(Location labeling records)
+---+

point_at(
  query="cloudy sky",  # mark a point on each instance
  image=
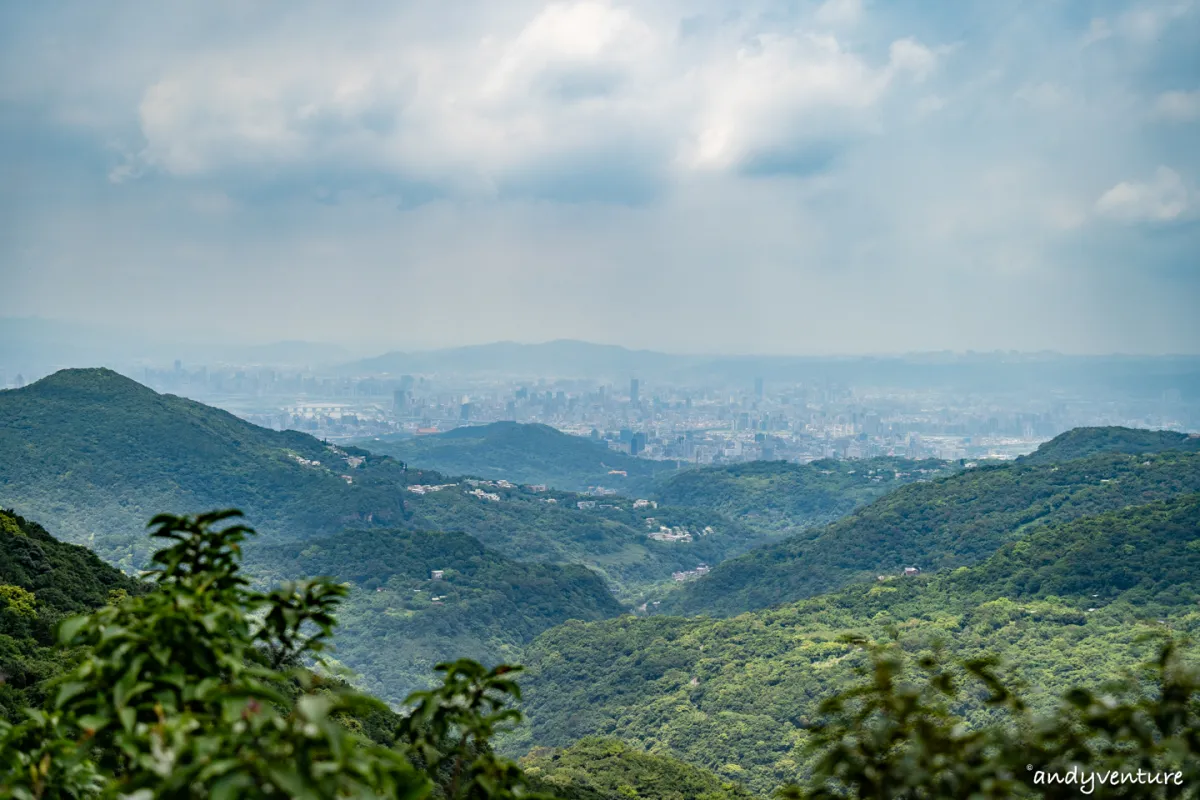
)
(739, 175)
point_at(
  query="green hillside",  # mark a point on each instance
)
(397, 623)
(783, 495)
(1068, 605)
(610, 769)
(1081, 443)
(42, 581)
(949, 522)
(94, 455)
(609, 534)
(525, 453)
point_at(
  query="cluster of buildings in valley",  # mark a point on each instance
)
(703, 423)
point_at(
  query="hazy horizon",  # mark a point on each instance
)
(118, 342)
(721, 178)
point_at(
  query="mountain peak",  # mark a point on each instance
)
(94, 380)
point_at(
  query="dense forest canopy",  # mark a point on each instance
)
(419, 599)
(781, 495)
(525, 453)
(949, 522)
(1081, 443)
(1072, 603)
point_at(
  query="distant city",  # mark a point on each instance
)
(695, 420)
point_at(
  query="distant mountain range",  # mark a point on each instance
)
(525, 453)
(37, 347)
(95, 455)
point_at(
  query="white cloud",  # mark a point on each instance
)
(1161, 199)
(779, 155)
(571, 80)
(1180, 106)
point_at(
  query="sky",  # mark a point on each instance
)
(701, 176)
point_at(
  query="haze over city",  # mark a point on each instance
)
(777, 178)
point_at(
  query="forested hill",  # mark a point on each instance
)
(1081, 443)
(525, 453)
(783, 495)
(1071, 603)
(609, 769)
(401, 619)
(949, 522)
(94, 455)
(612, 535)
(41, 582)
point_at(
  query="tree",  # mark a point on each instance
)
(197, 690)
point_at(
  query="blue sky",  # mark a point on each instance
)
(843, 176)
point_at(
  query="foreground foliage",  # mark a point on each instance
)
(1069, 605)
(897, 738)
(198, 690)
(43, 581)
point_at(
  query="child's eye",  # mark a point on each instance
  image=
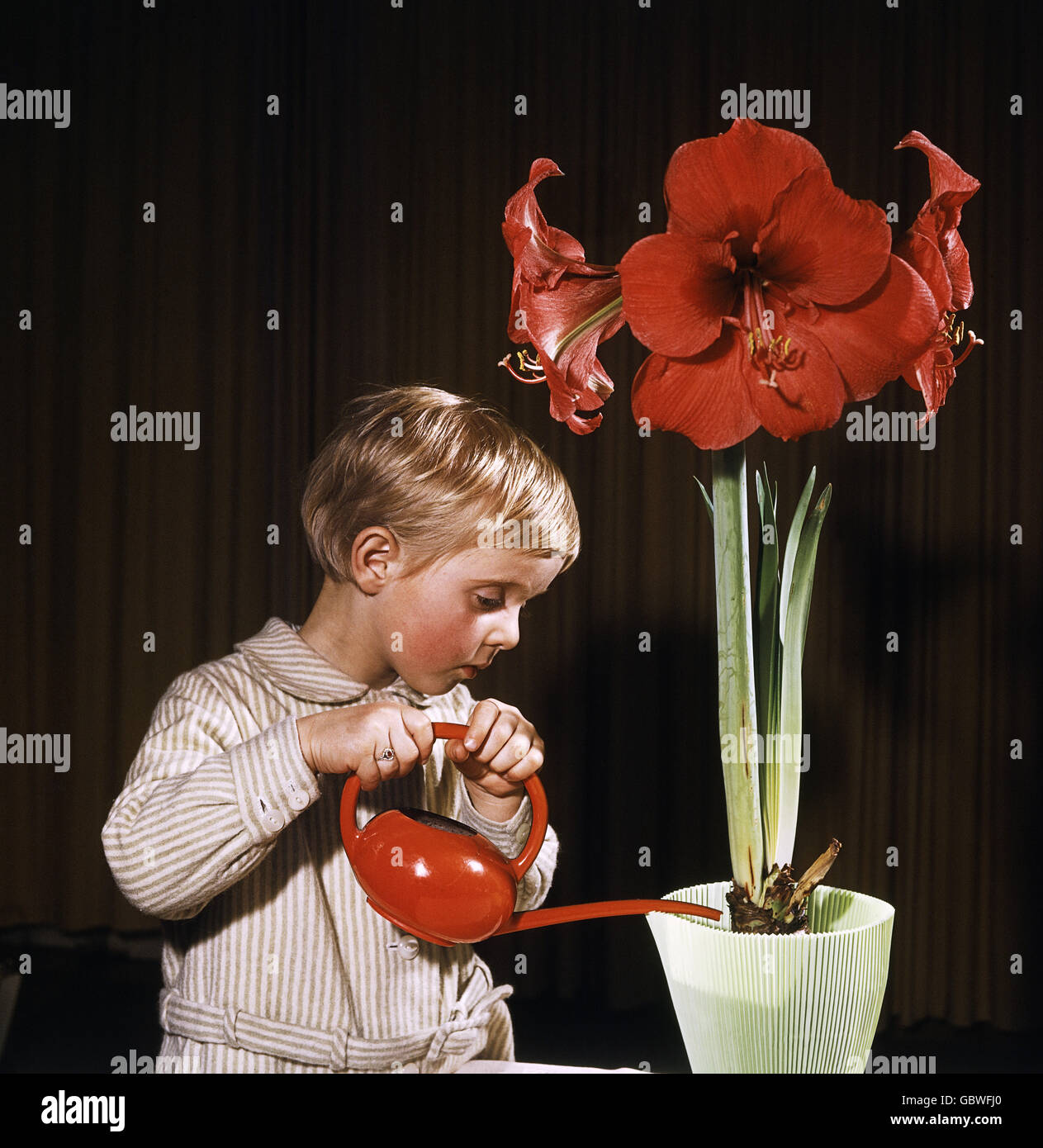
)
(495, 604)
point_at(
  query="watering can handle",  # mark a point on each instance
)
(533, 786)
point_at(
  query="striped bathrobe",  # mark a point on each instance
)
(272, 960)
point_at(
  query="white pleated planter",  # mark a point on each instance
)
(807, 1003)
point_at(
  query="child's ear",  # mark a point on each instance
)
(373, 553)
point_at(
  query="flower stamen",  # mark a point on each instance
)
(529, 368)
(954, 339)
(768, 352)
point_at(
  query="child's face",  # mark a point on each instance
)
(456, 617)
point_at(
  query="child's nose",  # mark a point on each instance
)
(505, 630)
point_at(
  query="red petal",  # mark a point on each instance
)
(875, 339)
(821, 244)
(542, 254)
(728, 182)
(922, 255)
(939, 217)
(676, 292)
(951, 185)
(701, 397)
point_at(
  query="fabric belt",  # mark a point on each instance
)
(462, 1037)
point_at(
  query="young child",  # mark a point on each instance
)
(227, 826)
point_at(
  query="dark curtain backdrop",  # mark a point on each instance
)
(910, 750)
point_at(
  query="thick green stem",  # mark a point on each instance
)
(738, 709)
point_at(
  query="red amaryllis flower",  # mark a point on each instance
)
(933, 248)
(771, 300)
(562, 305)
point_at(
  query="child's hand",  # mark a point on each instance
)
(353, 739)
(500, 751)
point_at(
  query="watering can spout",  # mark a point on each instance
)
(536, 918)
(445, 883)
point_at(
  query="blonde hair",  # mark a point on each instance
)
(439, 471)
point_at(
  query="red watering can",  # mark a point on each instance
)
(444, 882)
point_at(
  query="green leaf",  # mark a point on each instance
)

+---+

Write out again every line above exactly as given; the pictures do not belong in the copy.

point_at(
  query="cloudy sky",  # mark a point on each instance
  image=
)
(739, 175)
point_at(
  query="green hillside",  # mark a point on each instance
)
(397, 623)
(783, 495)
(1068, 605)
(610, 769)
(1081, 443)
(42, 581)
(949, 522)
(94, 455)
(609, 534)
(525, 453)
point_at(
  query="cluster of buildings in valley",  # mark a point on each instance
)
(703, 423)
point_at(
  query="hazy horizon",  # mark a point on each instance
)
(118, 342)
(721, 178)
point_at(
  query="mountain peak",  # mark a point on each instance
)
(94, 380)
point_at(
  query="dense forest canopy",  # mark a point on each instance
)
(419, 599)
(781, 495)
(525, 453)
(949, 522)
(1081, 443)
(1072, 603)
point_at(
  query="distant city",  # mark a point on each instance
)
(695, 420)
point_at(
  query="distant mountain range",  # mark a point on each instance
)
(525, 453)
(37, 347)
(95, 455)
point_at(
  query="white cloud",  # mark a point on each instance
)
(1161, 199)
(779, 155)
(571, 80)
(1180, 106)
point_at(
  query="sky",  # mark a point on each instance
)
(701, 176)
point_at(
  query="haze over city",  # mark a point on each instance
)
(777, 178)
point_at(
  query="forested hill",  # mark a point on each instance
)
(1081, 443)
(525, 453)
(783, 495)
(1071, 603)
(609, 769)
(401, 619)
(949, 522)
(94, 455)
(612, 535)
(41, 582)
point_at(
  query="tree",  # mark a point on each instance
)
(197, 690)
point_at(
  query="blue sky",  # mark a point on each instance
)
(843, 176)
point_at(
  query="foreground foliage",  # mark a point on each instance
)
(1069, 605)
(897, 738)
(198, 690)
(43, 581)
point_at(
  query="child's eye",  # mark a point on each instance
  image=
)
(495, 604)
point_at(
  query="watering can handle",  # mark a point on each instance
)
(533, 786)
point_at(
  query="striped bathrobe",  # mark a point on each instance
)
(272, 960)
point_at(
  query="white pleated planter",  # mark a point on each instance
)
(807, 1003)
point_at(
  query="child's ear",  # mark a point on each instance
)
(373, 553)
point_at(
  query="flower stamen",  # mark a point on each instance
)
(529, 368)
(954, 339)
(768, 352)
point_at(
  query="child's face",  # mark a point on each instance
)
(456, 617)
point_at(
  query="child's nose",  # mark a point on each instance
)
(505, 630)
point_at(
  query="red petal",  # mark a point on each instance
)
(875, 339)
(821, 244)
(542, 254)
(728, 182)
(922, 255)
(939, 217)
(676, 292)
(951, 185)
(701, 397)
point_at(
  query="fabric belt",  # mark a point on each instance
)
(462, 1037)
point_at(
  query="young child",  # mark a point on each instance
)
(227, 826)
point_at(
  query="dark curtain backdrop",  # mark a point on each instance
)
(910, 750)
point_at(
  query="thick green stem",  # mark a point on each instance
)
(738, 709)
point_at(
  query="red amaryllis flower",  # mark a point on each instance
)
(933, 248)
(771, 300)
(562, 305)
point_at(
  query="child's hand",  # mark a point on each instance
)
(353, 739)
(500, 751)
point_at(
  query="watering can spout",  # mark a point on each instance
)
(536, 918)
(445, 883)
point_at(
  query="blonde hair",  # mark a point on each instance
)
(439, 471)
point_at(
  query="red watering can",  # mark a point on each instance
)
(444, 882)
point_at(
  query="green leaf",  # mark a point on each instance
)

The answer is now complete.